Directive
Reproduce the records from the line containing "label the girl's eye, a point per instance." through the line containing "(1066, 754)", replacing "sweater" with "cardigan" and leaving everything else as is.
## START Dataset entries
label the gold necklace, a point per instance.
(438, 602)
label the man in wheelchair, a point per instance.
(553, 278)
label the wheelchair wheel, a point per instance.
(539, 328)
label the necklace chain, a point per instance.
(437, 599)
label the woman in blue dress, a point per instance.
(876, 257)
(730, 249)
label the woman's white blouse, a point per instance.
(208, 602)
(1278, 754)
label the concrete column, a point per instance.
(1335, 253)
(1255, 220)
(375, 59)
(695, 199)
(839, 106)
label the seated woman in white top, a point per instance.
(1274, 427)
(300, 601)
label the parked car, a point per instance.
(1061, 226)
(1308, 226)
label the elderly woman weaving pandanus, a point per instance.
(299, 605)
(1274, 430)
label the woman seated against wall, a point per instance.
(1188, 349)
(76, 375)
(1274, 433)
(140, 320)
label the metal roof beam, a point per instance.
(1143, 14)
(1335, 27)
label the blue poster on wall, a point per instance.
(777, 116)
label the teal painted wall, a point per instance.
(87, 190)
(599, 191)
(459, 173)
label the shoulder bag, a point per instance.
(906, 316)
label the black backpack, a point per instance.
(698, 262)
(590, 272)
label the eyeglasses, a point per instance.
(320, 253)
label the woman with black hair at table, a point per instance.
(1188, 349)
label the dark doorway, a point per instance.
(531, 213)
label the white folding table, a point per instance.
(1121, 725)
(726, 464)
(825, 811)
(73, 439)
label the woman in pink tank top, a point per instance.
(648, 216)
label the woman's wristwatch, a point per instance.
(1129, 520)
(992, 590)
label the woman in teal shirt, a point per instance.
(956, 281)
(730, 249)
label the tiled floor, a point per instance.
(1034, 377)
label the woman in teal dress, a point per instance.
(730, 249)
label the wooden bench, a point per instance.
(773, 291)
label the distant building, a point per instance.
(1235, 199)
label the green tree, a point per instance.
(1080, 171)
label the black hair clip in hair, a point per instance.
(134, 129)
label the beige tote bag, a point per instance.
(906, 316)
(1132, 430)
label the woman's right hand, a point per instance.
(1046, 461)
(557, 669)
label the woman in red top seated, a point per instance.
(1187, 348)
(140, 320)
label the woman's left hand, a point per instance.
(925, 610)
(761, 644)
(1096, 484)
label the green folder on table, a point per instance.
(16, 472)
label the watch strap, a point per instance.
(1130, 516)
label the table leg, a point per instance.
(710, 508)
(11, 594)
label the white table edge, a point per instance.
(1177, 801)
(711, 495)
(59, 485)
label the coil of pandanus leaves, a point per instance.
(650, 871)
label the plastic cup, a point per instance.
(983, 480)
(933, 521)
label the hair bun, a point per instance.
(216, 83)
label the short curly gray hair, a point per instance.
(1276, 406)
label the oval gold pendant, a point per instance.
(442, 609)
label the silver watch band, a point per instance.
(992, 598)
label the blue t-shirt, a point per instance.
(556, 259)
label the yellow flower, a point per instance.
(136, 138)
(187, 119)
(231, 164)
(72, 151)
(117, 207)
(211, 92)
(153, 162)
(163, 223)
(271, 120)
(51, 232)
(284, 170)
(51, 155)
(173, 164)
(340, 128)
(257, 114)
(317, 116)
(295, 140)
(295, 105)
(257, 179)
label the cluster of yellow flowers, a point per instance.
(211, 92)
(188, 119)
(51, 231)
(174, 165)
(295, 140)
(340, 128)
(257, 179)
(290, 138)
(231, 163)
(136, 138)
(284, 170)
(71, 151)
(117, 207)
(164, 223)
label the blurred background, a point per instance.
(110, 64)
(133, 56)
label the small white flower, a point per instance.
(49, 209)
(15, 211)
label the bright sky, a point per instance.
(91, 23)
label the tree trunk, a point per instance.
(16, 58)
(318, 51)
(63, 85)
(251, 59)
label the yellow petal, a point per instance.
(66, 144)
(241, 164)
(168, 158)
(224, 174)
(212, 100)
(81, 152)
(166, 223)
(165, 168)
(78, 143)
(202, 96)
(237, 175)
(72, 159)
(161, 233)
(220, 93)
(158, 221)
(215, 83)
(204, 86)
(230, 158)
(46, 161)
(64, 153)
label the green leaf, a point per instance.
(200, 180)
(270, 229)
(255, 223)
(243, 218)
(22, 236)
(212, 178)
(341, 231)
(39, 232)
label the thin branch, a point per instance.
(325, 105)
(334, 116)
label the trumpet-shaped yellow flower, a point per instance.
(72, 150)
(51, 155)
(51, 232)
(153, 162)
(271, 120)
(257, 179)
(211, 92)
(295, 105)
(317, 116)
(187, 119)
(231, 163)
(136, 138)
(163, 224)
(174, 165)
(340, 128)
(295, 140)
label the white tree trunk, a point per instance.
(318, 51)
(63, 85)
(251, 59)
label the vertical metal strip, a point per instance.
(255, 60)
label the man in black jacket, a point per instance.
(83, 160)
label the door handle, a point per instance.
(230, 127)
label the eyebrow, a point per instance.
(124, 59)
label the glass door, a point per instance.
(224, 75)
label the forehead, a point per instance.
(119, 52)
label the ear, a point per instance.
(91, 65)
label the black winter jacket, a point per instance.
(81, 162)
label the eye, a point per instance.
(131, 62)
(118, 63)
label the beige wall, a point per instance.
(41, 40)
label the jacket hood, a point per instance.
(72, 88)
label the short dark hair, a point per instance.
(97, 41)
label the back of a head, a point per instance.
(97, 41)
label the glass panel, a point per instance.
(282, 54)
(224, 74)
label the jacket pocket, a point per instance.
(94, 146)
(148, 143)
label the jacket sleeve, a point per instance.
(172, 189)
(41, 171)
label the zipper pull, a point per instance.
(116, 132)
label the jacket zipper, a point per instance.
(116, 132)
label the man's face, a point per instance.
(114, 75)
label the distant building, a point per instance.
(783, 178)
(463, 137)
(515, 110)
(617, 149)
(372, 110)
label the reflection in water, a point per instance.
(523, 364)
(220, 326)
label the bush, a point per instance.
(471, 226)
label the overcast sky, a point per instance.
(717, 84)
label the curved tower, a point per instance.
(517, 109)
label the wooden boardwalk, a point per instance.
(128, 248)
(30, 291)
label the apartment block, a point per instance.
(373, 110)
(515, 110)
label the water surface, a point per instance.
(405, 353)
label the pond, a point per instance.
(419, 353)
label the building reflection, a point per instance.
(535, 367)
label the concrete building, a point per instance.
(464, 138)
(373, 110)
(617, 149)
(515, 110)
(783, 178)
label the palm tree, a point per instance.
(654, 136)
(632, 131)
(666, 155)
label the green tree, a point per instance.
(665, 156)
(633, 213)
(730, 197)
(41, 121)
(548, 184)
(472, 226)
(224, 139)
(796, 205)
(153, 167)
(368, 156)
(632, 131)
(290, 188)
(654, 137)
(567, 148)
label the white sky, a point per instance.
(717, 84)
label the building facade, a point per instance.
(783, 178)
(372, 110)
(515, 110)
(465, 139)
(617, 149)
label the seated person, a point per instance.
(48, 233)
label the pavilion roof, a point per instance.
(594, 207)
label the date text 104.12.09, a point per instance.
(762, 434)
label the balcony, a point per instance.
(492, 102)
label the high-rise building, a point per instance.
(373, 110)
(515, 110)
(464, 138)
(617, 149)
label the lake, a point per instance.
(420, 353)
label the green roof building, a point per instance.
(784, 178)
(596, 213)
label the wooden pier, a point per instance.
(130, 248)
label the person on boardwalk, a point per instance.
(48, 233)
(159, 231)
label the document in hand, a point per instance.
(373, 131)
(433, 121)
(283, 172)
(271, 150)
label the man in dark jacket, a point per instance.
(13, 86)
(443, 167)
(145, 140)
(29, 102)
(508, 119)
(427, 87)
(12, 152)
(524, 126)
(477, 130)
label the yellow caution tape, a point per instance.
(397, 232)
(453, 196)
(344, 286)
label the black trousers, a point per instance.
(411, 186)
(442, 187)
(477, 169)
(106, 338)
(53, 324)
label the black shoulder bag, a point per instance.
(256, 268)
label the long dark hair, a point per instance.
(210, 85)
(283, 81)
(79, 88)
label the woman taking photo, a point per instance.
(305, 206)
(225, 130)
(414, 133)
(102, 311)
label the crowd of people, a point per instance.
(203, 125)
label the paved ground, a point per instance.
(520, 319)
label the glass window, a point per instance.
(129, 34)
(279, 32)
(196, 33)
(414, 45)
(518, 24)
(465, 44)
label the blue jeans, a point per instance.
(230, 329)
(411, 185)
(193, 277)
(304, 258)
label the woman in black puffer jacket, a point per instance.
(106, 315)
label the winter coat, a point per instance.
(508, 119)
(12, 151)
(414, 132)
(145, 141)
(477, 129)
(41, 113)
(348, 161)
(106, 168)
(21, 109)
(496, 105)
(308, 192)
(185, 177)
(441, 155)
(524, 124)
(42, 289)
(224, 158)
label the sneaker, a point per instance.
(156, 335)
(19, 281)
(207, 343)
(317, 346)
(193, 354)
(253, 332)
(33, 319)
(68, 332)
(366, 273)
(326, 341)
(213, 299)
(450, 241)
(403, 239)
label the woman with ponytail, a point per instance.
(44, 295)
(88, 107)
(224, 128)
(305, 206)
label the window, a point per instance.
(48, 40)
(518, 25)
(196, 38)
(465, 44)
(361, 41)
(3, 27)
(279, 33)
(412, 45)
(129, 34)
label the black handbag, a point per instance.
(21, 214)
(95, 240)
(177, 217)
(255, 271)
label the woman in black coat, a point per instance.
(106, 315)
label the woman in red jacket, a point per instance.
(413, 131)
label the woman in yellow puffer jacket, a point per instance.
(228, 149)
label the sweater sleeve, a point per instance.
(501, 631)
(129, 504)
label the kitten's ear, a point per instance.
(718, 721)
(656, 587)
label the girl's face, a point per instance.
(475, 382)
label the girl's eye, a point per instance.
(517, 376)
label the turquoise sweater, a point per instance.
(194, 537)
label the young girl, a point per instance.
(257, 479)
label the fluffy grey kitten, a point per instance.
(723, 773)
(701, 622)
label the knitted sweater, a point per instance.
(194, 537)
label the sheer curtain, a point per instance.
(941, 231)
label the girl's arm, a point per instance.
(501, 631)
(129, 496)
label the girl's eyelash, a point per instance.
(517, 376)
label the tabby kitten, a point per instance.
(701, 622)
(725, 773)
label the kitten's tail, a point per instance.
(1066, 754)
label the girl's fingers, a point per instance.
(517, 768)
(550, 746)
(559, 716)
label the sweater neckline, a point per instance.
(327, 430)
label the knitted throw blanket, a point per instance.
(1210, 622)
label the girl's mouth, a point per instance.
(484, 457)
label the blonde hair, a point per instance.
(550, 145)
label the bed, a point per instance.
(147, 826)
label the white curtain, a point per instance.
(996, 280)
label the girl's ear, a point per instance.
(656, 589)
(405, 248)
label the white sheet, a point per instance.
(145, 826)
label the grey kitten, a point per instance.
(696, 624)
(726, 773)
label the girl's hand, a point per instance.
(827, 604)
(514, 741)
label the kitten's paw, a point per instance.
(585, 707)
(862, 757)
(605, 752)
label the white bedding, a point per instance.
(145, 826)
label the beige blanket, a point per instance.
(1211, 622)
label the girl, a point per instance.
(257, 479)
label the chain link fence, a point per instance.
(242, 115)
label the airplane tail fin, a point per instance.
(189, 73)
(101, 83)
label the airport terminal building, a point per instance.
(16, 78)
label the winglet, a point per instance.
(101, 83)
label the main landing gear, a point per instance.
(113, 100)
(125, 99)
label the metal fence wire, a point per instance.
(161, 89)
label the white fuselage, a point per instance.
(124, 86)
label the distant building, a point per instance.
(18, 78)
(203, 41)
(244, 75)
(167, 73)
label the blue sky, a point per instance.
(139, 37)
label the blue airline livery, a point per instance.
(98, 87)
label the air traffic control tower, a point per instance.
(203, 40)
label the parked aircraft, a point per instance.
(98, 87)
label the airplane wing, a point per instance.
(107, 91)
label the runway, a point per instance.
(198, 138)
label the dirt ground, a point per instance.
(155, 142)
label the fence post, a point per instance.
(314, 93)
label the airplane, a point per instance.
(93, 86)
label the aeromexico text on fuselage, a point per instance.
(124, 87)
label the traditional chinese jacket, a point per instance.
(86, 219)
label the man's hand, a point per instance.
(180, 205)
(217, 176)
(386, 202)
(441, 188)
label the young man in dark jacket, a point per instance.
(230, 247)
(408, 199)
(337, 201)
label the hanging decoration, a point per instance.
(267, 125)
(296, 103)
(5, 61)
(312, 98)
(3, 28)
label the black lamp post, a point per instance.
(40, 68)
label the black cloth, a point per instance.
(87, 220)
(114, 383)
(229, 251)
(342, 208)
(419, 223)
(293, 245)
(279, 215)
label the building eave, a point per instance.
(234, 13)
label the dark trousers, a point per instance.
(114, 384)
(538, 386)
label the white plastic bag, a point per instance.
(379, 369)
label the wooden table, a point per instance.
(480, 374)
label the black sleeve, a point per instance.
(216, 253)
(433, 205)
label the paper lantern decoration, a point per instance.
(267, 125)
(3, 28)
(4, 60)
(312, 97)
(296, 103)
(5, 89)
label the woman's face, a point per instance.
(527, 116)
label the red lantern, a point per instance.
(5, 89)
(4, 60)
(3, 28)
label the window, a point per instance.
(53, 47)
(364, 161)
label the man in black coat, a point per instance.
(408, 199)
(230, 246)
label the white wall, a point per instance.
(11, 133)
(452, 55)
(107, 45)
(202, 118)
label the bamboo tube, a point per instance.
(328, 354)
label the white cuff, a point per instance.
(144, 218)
## END Dataset entries
Complete response
label the girl's eye, a point per instance.
(517, 376)
label the turquoise cardigan, a point per instance.
(194, 537)
label the young girl, a point per instance.
(257, 479)
label the fluffy grey kitten, a point per instance.
(723, 773)
(701, 622)
label the knitted cardigan, a point per instance.
(194, 537)
label the sheer curtain, a point per instance.
(941, 231)
label the girl's arm, a point per instance.
(501, 631)
(129, 496)
label the girl's eyelash, a point per instance.
(517, 376)
label the tabby kitten, a point per instance.
(701, 622)
(725, 773)
label the kitten's tail, a point per instance.
(1066, 754)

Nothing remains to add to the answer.